Task directions –
Copy the entire listing below line for line, leaving out the picture.

Data for this exercise –
■ ■ ■ ■ ■

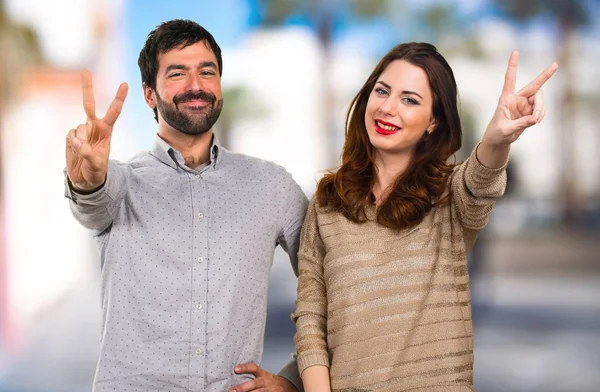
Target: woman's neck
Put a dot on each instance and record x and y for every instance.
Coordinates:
(389, 166)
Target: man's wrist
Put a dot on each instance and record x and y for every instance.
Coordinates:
(84, 190)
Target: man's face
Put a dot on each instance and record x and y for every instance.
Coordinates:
(188, 89)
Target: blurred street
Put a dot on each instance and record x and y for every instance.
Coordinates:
(536, 307)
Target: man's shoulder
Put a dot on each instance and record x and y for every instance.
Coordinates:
(253, 165)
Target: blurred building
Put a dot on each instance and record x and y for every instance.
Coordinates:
(46, 253)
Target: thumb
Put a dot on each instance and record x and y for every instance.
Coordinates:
(524, 122)
(83, 149)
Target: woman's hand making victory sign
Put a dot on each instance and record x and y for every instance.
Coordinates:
(516, 111)
(88, 146)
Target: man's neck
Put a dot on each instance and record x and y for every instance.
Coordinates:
(195, 149)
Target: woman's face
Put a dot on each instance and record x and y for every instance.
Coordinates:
(399, 109)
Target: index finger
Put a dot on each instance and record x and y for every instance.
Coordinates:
(510, 78)
(117, 104)
(89, 102)
(537, 83)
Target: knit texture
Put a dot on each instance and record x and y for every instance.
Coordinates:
(390, 310)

■ ■ ■ ■ ■

Task output –
Target: woman's neck
Put a dot on each instance and record x and y for every instance.
Coordinates:
(389, 166)
Target: man's wrist
Put a dot on each instance and record x and y for every instance.
Coordinates:
(84, 190)
Target: man's face
Put a dot on each instance and record x and y for every instance.
Coordinates:
(188, 89)
Target: blurred street
Put a dot on each instance and record x and y for every instance.
Coordinates:
(536, 307)
Target: man's shoulder
Put a dot on each instance and record x and y for every instance.
Coordinates:
(253, 165)
Target: blurred building
Put a dot on each instance and record x and y for every instance.
Coordinates:
(46, 253)
Target: thumb
Put a dot on each instance and record x and y for every instance.
Coordinates:
(524, 122)
(83, 149)
Target: woman's hand making victory sign
Put a dot on each instance and record x and y for every instance.
Coordinates:
(516, 111)
(88, 146)
Target: man's neck
Put a dot on each instance and record x and y for every instance.
Coordinates:
(195, 149)
Target: woman's face
Put a dot on each instance and record x and y for every instance.
Coordinates:
(399, 109)
Target: index finger
Put a dot on each instance and record x and y for every instance.
Coordinates:
(510, 78)
(117, 104)
(89, 102)
(537, 83)
Target: knit texture
Put a dot on each instance and record x and y for every instance.
Coordinates:
(390, 310)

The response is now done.